■ Exercise inputs
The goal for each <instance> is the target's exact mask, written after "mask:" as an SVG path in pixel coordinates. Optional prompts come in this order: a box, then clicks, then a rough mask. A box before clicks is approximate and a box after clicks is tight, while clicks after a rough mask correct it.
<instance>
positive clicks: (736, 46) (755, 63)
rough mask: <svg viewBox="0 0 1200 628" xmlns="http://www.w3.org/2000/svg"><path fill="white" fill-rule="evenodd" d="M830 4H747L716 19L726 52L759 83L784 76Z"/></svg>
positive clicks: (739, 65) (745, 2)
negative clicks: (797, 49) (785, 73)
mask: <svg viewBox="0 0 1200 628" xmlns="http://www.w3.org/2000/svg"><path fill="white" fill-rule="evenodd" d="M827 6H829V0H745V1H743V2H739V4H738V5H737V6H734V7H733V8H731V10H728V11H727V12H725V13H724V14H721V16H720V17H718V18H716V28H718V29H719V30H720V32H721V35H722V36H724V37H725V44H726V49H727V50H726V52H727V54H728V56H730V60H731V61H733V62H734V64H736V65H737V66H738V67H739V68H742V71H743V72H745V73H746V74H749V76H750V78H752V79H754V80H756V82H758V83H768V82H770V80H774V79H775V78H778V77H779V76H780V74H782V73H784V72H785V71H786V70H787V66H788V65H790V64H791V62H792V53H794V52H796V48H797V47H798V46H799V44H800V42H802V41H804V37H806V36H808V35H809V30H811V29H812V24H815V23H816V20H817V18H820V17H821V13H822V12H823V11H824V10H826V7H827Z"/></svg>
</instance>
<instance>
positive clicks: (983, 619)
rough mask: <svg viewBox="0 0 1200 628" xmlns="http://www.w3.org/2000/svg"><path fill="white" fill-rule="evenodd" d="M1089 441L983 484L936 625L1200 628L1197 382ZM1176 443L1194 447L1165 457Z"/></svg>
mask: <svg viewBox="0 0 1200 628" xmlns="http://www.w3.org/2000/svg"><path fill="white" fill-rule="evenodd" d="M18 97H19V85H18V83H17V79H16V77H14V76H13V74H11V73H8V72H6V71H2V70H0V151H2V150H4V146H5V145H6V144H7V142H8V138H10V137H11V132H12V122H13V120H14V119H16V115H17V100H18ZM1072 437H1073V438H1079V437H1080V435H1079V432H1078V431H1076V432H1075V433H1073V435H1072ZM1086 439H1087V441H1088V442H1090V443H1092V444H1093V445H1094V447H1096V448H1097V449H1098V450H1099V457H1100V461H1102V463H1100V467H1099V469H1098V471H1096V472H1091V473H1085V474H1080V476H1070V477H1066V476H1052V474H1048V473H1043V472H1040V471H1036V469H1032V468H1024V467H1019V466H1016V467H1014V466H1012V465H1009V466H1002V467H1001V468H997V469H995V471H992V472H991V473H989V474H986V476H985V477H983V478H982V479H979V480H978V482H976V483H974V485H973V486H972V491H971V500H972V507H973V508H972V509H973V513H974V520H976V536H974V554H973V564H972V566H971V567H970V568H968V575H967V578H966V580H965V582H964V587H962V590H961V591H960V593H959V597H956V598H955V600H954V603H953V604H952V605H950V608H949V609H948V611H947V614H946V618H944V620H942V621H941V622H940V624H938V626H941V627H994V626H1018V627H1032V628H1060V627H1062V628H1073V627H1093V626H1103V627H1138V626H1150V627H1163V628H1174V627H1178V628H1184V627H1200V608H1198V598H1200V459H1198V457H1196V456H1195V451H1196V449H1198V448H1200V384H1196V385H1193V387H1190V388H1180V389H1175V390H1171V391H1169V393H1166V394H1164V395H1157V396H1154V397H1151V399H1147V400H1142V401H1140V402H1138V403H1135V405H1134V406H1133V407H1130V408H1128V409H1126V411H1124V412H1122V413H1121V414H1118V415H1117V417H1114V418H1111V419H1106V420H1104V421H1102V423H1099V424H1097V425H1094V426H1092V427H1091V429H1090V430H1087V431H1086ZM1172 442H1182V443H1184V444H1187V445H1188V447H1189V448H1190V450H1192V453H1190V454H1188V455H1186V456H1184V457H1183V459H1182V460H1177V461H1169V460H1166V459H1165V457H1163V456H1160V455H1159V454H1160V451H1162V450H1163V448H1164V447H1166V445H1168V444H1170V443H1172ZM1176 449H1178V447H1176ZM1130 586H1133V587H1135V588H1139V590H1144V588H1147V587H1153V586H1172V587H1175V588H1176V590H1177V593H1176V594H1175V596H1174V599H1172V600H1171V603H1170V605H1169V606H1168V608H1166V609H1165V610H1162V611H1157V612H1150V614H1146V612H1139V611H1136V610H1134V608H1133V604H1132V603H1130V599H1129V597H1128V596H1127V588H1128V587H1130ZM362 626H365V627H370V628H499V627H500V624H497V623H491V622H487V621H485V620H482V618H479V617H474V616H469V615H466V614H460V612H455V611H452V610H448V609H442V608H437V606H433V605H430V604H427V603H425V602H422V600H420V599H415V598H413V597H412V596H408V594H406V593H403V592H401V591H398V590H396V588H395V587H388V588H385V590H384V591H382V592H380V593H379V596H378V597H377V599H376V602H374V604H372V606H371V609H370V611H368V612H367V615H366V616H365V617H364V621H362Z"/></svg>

* * *

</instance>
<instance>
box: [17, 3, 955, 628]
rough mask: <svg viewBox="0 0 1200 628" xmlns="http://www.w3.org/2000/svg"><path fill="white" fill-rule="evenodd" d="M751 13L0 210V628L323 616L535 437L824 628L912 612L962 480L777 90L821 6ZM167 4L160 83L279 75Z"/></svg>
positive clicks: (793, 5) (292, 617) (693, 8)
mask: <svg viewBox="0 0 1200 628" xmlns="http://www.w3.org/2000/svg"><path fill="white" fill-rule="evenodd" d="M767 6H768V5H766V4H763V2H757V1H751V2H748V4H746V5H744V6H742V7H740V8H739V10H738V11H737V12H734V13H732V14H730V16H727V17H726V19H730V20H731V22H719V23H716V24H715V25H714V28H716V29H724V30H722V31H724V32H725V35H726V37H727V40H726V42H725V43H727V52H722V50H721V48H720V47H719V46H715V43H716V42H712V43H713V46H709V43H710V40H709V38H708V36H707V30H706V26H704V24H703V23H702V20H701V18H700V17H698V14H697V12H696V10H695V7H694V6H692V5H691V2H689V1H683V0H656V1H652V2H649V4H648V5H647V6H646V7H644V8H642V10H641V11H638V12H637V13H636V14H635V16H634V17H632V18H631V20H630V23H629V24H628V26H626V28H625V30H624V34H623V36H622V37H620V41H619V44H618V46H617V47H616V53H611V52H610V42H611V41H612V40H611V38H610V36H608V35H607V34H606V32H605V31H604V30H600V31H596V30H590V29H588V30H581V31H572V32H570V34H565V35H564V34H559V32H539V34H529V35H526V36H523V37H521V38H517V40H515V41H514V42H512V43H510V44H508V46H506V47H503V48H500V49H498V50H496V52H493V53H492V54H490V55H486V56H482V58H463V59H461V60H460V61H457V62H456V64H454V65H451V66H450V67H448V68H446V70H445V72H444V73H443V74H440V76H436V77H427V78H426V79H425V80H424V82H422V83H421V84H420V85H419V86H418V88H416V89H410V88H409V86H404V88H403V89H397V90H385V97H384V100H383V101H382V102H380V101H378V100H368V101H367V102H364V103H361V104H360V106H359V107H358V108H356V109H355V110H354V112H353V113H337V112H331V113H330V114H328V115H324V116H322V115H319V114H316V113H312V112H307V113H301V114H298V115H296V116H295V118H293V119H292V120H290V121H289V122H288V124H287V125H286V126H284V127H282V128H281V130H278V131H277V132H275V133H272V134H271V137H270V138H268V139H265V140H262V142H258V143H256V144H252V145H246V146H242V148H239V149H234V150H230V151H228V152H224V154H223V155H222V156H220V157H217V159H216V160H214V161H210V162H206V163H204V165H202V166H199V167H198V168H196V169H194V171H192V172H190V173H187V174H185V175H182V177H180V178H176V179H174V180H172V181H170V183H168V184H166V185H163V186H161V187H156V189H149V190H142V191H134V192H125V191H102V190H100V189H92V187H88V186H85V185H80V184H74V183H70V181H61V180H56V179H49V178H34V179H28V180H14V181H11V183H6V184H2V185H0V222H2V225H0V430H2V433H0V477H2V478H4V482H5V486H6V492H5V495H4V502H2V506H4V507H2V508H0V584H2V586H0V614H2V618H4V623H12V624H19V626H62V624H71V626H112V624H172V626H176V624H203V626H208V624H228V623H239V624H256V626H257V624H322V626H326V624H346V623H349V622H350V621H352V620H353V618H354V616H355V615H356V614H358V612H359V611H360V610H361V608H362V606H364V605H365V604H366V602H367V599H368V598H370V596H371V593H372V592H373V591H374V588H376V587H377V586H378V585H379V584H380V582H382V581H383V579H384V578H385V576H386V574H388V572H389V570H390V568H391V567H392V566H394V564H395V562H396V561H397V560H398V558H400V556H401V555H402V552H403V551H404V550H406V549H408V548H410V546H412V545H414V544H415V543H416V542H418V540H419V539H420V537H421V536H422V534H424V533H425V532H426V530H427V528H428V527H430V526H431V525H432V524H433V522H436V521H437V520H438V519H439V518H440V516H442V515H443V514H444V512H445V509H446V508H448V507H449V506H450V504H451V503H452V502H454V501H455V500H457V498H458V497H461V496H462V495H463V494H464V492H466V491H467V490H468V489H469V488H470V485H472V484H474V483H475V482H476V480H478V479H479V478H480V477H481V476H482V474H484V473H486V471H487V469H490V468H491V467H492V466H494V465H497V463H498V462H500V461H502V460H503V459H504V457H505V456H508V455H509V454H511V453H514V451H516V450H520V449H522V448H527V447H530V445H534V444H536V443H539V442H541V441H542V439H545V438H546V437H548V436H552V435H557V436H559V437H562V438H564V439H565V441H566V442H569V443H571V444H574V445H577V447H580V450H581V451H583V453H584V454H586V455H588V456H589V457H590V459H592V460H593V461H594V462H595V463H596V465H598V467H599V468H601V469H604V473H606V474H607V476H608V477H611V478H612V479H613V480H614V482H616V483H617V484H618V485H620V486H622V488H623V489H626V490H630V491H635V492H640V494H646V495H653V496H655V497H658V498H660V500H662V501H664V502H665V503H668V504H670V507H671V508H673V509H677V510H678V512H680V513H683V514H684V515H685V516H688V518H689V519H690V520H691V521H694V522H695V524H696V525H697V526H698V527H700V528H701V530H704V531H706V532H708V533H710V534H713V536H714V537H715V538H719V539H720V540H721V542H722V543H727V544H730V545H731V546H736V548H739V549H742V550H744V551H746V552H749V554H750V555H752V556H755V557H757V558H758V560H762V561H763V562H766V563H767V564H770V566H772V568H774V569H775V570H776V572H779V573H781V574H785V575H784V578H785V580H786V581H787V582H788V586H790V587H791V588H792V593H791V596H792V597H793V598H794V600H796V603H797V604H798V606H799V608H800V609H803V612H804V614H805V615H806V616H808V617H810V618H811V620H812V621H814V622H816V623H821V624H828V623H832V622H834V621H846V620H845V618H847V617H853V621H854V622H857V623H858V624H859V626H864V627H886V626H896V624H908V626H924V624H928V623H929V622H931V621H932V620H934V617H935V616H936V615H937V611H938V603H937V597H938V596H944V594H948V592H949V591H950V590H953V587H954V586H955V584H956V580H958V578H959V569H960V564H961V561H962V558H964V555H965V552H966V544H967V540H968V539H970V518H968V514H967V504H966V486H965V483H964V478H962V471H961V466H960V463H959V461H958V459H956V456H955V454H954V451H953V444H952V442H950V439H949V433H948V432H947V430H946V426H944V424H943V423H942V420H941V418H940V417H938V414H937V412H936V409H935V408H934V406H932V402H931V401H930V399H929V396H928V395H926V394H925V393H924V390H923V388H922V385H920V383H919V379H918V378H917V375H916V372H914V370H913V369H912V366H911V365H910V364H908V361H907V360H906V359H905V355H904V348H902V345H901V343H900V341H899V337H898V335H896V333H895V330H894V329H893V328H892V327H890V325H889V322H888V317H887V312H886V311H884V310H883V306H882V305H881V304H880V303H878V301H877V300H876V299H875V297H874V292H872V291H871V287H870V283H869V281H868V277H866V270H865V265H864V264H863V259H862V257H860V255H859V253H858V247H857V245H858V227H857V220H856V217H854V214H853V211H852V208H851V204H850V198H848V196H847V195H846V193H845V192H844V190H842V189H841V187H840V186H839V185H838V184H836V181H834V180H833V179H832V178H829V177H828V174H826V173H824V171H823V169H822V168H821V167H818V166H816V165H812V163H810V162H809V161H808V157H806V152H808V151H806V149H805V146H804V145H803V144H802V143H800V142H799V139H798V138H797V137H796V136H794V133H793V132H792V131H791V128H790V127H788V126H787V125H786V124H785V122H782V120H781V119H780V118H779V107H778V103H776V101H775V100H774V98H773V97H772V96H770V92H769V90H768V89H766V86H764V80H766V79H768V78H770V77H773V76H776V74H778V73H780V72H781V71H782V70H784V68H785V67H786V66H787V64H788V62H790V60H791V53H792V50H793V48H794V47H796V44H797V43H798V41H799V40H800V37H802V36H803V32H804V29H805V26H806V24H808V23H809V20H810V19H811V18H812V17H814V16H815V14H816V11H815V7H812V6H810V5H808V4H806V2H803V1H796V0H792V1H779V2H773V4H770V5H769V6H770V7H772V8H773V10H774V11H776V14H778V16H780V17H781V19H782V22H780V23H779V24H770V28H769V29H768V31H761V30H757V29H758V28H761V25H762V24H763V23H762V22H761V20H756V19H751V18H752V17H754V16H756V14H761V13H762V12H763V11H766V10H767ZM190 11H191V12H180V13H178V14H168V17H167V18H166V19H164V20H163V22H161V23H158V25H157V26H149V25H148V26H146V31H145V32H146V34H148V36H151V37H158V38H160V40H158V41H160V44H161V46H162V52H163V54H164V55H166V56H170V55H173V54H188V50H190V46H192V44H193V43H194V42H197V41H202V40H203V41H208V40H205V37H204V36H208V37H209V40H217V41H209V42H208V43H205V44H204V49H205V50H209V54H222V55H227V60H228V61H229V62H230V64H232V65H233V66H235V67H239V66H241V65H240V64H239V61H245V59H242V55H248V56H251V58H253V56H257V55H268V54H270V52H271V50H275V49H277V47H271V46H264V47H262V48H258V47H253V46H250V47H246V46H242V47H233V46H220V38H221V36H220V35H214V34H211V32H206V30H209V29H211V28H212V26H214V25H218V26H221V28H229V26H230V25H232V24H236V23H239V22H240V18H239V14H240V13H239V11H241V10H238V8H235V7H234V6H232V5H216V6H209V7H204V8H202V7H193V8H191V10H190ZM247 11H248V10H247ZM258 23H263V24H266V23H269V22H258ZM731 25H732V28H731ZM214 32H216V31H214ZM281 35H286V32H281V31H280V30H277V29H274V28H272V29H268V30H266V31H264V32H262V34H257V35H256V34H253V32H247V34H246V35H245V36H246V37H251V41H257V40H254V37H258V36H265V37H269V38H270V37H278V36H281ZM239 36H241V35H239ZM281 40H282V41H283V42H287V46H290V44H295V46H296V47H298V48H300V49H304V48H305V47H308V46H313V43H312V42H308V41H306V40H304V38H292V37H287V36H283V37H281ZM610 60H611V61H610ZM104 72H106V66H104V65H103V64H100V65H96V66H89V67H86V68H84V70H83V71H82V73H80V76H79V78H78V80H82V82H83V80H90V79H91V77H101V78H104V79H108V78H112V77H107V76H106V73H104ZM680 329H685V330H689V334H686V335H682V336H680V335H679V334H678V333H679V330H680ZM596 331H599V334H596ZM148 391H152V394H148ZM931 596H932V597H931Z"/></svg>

■ What is expected
Your task is to restate, word for word, only those lines above that fall between the line holding "positive clicks: (739, 65) (745, 2)" and the line holding "positive clicks: (983, 619)", inclusive.

■ Answer area
positive clicks: (739, 65) (745, 2)
negative clicks: (797, 49) (785, 73)
mask: <svg viewBox="0 0 1200 628" xmlns="http://www.w3.org/2000/svg"><path fill="white" fill-rule="evenodd" d="M827 6H829V0H745V1H743V2H739V4H738V5H737V6H734V7H733V8H731V10H728V11H727V12H725V13H724V14H721V16H720V17H718V18H716V28H718V29H719V30H720V32H721V35H722V36H724V37H725V44H726V49H727V50H726V52H727V54H728V56H730V60H731V61H733V62H734V64H736V65H737V66H738V67H739V68H742V71H743V72H745V73H746V74H749V76H750V78H752V79H754V80H756V82H758V83H768V82H770V80H774V79H775V78H778V77H779V76H780V74H782V73H784V72H785V71H786V70H787V66H788V65H790V64H791V62H792V53H794V52H796V48H797V47H798V46H799V44H800V42H802V41H804V37H806V36H808V35H809V30H811V29H812V24H815V23H816V20H817V18H820V17H821V13H822V12H823V11H824V10H826V7H827Z"/></svg>
</instance>
<instance>
positive clicks: (983, 619)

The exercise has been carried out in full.